— TASK BRIEF —
Only the line with "Would you be willing to put a dot on the fence" and the lines after it, to the end of the data, should appear in the answer, each reproduced exactly.

Stored data entries
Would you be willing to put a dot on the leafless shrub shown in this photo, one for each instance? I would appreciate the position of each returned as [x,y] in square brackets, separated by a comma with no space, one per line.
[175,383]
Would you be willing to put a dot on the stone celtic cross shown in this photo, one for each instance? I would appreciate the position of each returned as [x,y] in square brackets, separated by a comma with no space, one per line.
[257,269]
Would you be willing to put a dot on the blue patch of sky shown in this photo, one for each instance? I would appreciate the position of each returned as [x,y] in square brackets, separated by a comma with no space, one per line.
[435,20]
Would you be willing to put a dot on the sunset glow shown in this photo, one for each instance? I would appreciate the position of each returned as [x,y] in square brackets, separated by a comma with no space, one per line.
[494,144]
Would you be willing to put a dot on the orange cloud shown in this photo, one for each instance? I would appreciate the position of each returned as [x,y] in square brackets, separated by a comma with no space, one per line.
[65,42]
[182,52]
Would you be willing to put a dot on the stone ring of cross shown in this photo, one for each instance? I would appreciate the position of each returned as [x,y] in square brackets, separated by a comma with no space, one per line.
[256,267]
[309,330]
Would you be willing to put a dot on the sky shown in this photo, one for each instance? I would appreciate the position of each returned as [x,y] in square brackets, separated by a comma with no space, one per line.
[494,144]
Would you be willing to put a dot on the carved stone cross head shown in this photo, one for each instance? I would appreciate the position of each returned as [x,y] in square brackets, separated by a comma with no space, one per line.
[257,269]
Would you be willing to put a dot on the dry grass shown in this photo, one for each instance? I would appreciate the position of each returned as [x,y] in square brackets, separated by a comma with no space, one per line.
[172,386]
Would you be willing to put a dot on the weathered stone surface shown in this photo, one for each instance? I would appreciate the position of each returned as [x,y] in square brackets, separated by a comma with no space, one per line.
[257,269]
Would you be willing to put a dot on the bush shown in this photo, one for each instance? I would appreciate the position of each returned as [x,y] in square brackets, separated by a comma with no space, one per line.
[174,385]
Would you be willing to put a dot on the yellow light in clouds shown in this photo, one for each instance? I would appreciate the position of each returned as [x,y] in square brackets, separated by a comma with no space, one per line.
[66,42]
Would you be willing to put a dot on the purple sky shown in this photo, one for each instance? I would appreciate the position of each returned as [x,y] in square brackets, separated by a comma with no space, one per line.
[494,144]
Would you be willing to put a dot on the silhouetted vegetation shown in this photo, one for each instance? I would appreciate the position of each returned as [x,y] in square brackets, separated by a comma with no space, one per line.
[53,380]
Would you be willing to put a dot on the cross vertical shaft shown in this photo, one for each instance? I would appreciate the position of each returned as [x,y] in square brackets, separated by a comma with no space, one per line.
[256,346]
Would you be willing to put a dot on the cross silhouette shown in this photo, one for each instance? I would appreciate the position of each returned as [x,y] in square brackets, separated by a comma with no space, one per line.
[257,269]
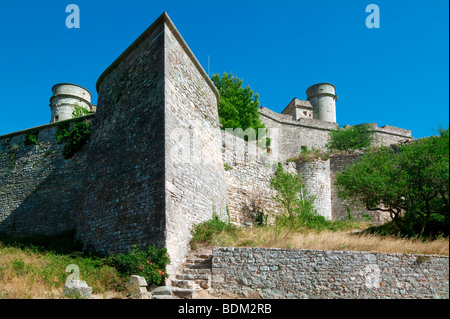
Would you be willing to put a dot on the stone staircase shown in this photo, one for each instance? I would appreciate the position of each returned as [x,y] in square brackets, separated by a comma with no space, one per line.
[194,276]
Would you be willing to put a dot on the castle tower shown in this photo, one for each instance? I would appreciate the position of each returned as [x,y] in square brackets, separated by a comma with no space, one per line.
[65,97]
[322,97]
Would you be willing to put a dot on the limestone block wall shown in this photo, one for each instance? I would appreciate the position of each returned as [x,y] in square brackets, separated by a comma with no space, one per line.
[39,189]
[309,274]
[292,135]
[123,201]
[194,170]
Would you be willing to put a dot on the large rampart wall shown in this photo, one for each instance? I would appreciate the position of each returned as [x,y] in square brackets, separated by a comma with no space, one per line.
[39,190]
[310,274]
[194,170]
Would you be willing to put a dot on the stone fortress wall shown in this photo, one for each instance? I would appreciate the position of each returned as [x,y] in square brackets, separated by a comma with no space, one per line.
[157,162]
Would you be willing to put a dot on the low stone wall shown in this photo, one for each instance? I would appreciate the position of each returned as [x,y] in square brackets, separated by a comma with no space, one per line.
[285,273]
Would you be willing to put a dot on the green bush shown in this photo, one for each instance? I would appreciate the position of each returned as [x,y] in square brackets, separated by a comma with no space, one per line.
[292,196]
[354,137]
[31,137]
[73,139]
[205,231]
[150,264]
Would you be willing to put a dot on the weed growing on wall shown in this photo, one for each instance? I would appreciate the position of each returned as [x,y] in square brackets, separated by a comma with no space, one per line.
[352,138]
[150,264]
[205,231]
[31,138]
[74,138]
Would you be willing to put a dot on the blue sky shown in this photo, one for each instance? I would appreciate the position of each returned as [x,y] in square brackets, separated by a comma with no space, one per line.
[396,75]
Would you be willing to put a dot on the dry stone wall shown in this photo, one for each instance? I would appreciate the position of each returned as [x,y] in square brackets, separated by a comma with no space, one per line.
[309,274]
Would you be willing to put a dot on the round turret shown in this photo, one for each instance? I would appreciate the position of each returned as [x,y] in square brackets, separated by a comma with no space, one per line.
[322,97]
[65,97]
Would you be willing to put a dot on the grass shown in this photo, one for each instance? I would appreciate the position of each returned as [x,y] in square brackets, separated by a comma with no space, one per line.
[34,268]
[336,237]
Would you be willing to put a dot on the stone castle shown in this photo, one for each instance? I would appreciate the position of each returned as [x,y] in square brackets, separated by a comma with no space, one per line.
[157,161]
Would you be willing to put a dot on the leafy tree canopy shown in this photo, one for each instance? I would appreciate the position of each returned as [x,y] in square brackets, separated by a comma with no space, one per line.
[354,137]
[410,181]
[238,106]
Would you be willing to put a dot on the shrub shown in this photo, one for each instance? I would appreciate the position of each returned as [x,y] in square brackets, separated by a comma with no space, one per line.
[150,264]
[352,138]
[73,139]
[204,232]
[291,195]
[31,137]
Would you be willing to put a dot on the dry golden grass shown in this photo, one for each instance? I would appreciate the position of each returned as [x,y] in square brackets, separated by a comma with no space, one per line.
[327,240]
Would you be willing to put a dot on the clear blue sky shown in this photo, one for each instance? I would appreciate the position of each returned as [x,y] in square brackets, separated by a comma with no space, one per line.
[396,75]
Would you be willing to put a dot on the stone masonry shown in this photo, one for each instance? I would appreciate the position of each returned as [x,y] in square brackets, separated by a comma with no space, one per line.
[157,162]
[310,274]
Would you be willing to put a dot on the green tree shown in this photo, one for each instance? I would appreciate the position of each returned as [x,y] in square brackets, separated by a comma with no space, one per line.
[354,137]
[410,181]
[238,106]
[292,196]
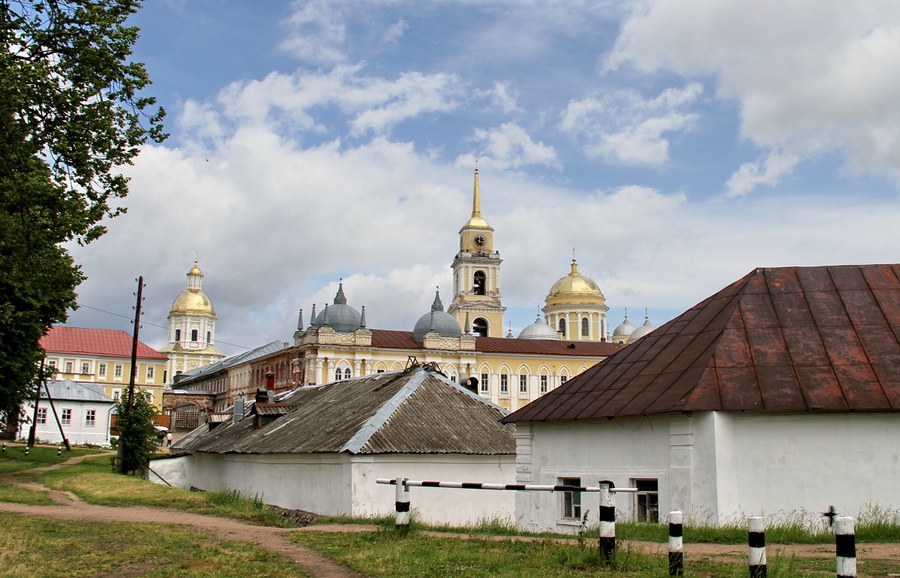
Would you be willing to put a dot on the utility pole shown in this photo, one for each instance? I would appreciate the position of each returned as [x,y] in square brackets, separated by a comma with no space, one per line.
[120,453]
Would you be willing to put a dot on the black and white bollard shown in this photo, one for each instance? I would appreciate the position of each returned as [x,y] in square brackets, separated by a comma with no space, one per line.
[607,522]
[401,520]
[757,536]
[845,546]
[676,544]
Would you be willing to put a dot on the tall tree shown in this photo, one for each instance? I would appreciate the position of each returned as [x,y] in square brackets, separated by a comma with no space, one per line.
[71,115]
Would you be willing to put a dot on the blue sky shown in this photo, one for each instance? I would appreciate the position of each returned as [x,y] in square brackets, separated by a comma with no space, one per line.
[675,146]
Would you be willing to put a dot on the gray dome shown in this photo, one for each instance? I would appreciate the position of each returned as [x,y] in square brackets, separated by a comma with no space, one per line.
[624,330]
[436,321]
[641,331]
[539,330]
[340,316]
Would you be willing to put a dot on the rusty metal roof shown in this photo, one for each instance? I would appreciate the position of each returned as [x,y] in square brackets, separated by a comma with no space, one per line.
[393,339]
[779,339]
[413,411]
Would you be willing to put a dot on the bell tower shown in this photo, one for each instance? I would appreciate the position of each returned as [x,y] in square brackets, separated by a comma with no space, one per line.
[476,276]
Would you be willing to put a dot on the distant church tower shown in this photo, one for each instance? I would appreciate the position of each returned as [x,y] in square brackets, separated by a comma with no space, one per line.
[192,329]
[476,276]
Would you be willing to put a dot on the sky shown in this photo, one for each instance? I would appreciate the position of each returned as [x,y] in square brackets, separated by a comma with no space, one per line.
[674,146]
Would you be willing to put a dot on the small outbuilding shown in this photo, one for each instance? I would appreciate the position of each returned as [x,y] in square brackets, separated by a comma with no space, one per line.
[778,395]
[320,448]
[80,409]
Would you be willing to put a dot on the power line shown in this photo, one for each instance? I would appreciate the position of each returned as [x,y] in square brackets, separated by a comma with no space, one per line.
[166,327]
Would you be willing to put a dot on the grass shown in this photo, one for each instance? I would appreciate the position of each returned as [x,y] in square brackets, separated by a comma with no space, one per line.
[62,548]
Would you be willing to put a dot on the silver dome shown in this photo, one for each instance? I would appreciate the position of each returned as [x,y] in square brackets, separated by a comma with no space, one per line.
[624,330]
[436,321]
[641,331]
[340,316]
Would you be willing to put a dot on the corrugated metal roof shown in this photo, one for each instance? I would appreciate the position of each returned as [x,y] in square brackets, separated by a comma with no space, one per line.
[413,411]
[392,339]
[779,339]
[100,342]
[205,370]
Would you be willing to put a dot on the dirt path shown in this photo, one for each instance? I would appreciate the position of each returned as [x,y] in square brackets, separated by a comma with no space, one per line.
[68,507]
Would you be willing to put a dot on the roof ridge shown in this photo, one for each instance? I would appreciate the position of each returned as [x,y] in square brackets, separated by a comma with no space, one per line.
[384,413]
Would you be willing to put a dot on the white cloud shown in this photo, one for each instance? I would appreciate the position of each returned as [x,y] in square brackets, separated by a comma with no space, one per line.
[509,146]
[811,77]
[623,127]
[317,32]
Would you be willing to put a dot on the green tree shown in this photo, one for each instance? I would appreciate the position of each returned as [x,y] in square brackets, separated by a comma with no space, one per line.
[71,115]
[137,433]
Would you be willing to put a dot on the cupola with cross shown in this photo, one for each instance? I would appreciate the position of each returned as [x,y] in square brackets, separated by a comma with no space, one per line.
[476,275]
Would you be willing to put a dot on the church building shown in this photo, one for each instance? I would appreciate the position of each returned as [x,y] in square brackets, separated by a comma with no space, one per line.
[192,329]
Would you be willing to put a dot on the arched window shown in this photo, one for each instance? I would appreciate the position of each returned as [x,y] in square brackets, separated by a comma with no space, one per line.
[479,283]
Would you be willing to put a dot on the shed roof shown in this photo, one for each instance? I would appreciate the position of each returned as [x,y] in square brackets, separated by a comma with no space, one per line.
[415,411]
[100,342]
[393,339]
[779,339]
[68,390]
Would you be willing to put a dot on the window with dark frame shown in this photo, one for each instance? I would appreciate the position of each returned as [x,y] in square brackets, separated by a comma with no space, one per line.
[571,501]
[646,500]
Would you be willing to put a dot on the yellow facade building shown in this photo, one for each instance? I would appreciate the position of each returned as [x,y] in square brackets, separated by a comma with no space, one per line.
[103,356]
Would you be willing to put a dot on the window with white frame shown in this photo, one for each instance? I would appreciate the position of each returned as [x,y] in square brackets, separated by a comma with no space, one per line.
[570,506]
[646,505]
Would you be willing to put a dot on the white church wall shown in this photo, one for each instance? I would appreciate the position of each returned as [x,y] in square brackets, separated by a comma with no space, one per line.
[436,505]
[717,466]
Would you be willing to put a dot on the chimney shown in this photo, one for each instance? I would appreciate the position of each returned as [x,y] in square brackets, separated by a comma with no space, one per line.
[238,408]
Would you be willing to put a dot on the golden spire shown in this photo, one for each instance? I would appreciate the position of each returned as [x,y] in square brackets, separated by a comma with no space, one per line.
[477,220]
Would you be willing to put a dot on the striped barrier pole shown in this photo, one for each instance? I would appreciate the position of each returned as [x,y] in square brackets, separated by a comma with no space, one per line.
[607,522]
[845,545]
[401,504]
[757,538]
[676,544]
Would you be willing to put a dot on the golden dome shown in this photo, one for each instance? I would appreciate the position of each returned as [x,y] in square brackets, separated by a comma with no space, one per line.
[192,302]
[574,285]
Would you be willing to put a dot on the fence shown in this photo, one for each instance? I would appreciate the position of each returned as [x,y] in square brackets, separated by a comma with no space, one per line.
[845,540]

— YOUR SOLUTION —
Would you be willing to put a dot on the fence shown in this photo, one for each instance? I would appreciate the position of each returned as [x,y] in square brackets, separated by a comma with no space, one per line.
[845,540]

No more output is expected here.